→ **Data supplied**:
*****

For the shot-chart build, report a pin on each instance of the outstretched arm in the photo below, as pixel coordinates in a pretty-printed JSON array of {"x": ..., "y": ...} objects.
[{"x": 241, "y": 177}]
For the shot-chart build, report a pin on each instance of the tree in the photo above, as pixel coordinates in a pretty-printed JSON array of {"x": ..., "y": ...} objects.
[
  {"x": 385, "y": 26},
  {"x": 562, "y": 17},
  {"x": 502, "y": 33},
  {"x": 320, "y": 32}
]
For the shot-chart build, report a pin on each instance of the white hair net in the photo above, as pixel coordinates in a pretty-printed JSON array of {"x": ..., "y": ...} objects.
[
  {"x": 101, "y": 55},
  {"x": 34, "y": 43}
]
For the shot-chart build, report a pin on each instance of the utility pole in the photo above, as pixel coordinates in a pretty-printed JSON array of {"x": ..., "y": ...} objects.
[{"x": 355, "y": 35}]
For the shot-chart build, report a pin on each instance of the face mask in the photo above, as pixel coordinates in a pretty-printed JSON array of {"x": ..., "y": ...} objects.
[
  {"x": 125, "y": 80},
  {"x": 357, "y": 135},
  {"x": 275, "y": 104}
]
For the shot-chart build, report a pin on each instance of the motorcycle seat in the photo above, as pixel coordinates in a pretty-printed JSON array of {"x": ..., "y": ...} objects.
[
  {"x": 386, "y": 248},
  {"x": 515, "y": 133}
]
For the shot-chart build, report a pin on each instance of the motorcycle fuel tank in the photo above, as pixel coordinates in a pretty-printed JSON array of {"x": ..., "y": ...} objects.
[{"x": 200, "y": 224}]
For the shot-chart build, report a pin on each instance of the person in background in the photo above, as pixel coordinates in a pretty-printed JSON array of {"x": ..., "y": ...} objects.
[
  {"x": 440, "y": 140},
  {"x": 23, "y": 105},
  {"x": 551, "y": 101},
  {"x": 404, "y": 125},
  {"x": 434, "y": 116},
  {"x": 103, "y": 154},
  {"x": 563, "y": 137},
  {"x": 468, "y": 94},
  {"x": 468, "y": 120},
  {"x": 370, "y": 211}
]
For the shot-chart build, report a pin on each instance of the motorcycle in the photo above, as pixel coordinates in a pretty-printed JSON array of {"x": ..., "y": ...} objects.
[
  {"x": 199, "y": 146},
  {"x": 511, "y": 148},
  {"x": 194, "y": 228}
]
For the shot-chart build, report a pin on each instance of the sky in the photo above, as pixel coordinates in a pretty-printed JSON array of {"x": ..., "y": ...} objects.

*****

→ **What is being asked**: An exact copy of every record above is needed. Write it out word for word.

→ **Final answer**:
For the shot-chart build, report a pin on each instance of the outstretched arm in the photo below, as pixel coordinates in a pretty-printed JSON array of {"x": ..., "y": ...} objects.
[{"x": 241, "y": 177}]
For the shot-chart build, report a pin on each instance of the tree in the photo above, as pixel coordinates in a pretty-printed JSON array of {"x": ..., "y": ...} objects.
[
  {"x": 385, "y": 26},
  {"x": 562, "y": 17},
  {"x": 502, "y": 33},
  {"x": 320, "y": 32}
]
For the shot-chart build, report a pin on each instance of the white hair net in the photo above, as pixel coordinates in a pretty-printed JSON array of {"x": ..., "y": ...} objects.
[
  {"x": 101, "y": 55},
  {"x": 34, "y": 43}
]
For the shot-chart build, report a pin on each instance of the utility pole in the photo above, as pixel coordinates in a pretty-printed JSON array of {"x": ..., "y": ...} objects.
[{"x": 355, "y": 35}]
For the shot-chart build, report a pin on each instance of the face mask in the photo above, as pixel coordinates in a pretty-printed JSON array of {"x": ..., "y": ...} objects.
[
  {"x": 125, "y": 80},
  {"x": 357, "y": 135},
  {"x": 275, "y": 104}
]
For the shot-chart build, report a pin on each instance of the motorcycle seat in the photo above, as pixel coordinates in a pretty-printed JSON array of {"x": ..., "y": ...} objects.
[
  {"x": 386, "y": 248},
  {"x": 515, "y": 133}
]
For the shot-chart build, report a pin on each instance of the motorcycle fuel tank in the photo above, as pixel coordinates in a pretty-printed JSON array of {"x": ..., "y": ...} objects.
[{"x": 200, "y": 224}]
For the shot-chart build, report a pin on each instance of the person in background in the photo above, as pixel coordinates in a pretty-printed JSON array of {"x": ..., "y": ...} objects.
[
  {"x": 440, "y": 140},
  {"x": 23, "y": 105},
  {"x": 551, "y": 101},
  {"x": 404, "y": 125},
  {"x": 434, "y": 116},
  {"x": 103, "y": 154},
  {"x": 563, "y": 137},
  {"x": 468, "y": 94},
  {"x": 468, "y": 120},
  {"x": 370, "y": 211}
]
For the shot-chart build, report a pin on each instance of the motorcycle in the photo above, as pixel coordinates in a pretty-printed JSON array of {"x": ..., "y": ...} objects.
[
  {"x": 199, "y": 146},
  {"x": 511, "y": 148},
  {"x": 194, "y": 228}
]
For the shot-chart build, report a pin on each instance of the sky in the photo above, as pixel coordinates in a pretty-printed JSON array of {"x": ..., "y": ...} objects.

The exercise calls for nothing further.